▸ **Your task**
Can you write out the data again, starting with the line with "stone edge in this photo." and going on through the end of the data, with both ends included? Shift every coordinate in the answers up by 114 and keep every other line unchanged.

== Records shown ==

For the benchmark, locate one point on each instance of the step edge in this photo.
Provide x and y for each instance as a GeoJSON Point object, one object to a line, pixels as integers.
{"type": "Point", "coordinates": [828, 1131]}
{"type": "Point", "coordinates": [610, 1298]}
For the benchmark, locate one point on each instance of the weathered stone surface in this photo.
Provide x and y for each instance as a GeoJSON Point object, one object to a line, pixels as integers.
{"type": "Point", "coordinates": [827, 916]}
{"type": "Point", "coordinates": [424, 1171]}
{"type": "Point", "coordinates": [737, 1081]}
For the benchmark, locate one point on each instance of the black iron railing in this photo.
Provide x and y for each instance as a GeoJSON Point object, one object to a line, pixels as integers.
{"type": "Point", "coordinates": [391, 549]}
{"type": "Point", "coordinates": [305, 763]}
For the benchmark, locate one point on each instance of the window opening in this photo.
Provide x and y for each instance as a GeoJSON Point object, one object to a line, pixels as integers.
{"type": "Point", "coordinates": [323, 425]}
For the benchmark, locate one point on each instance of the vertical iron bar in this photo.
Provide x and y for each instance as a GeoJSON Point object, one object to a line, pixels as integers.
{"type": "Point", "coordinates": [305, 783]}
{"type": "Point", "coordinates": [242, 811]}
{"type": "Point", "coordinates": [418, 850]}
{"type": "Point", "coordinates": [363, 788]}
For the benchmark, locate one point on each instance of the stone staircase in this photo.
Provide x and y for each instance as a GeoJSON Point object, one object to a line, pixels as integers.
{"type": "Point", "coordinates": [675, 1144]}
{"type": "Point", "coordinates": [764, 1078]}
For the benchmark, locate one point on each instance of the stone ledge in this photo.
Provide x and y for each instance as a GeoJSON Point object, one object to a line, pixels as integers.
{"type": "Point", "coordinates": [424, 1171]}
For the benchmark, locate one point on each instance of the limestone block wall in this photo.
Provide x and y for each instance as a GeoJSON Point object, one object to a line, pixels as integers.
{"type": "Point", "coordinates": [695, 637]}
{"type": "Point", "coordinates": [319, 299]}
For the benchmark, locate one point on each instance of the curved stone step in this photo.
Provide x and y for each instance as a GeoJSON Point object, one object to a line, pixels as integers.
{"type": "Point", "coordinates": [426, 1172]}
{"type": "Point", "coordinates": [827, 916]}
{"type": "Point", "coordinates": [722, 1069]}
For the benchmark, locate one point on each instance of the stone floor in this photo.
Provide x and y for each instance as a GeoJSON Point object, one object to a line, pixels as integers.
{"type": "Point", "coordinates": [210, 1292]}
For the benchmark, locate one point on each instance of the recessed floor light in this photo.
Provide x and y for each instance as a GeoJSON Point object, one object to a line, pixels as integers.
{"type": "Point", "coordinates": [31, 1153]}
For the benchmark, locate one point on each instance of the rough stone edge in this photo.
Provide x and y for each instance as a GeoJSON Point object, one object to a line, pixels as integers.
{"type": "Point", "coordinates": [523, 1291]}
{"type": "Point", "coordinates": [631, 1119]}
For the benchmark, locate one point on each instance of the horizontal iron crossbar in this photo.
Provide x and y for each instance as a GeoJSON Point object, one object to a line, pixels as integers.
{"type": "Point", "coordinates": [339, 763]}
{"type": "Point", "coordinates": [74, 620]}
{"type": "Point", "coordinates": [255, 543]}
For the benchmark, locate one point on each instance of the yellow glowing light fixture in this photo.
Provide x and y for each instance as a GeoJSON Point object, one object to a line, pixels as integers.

===

▸ **Solution below**
For the benchmark, locate one point on each instance of the rough stone edge in this photo.
Provide x and y for each instance as a GeoJSON Point object, one object to a line, pixels as integers.
{"type": "Point", "coordinates": [637, 1405]}
{"type": "Point", "coordinates": [745, 1233]}
For the benchmark, locate one point on each instance of the horizontal iron crossbar in this photo.
Provide x and y for each instance as a GeoJSON Point object, one object to a line, pixels as integers.
{"type": "Point", "coordinates": [453, 877]}
{"type": "Point", "coordinates": [188, 734]}
{"type": "Point", "coordinates": [369, 657]}
For the benchmark, locate one point on each instance of the yellow glowing light fixture in this photo.
Provide x and y for each instance as a GeoJSON Point object, one object to a line, pixels as integers.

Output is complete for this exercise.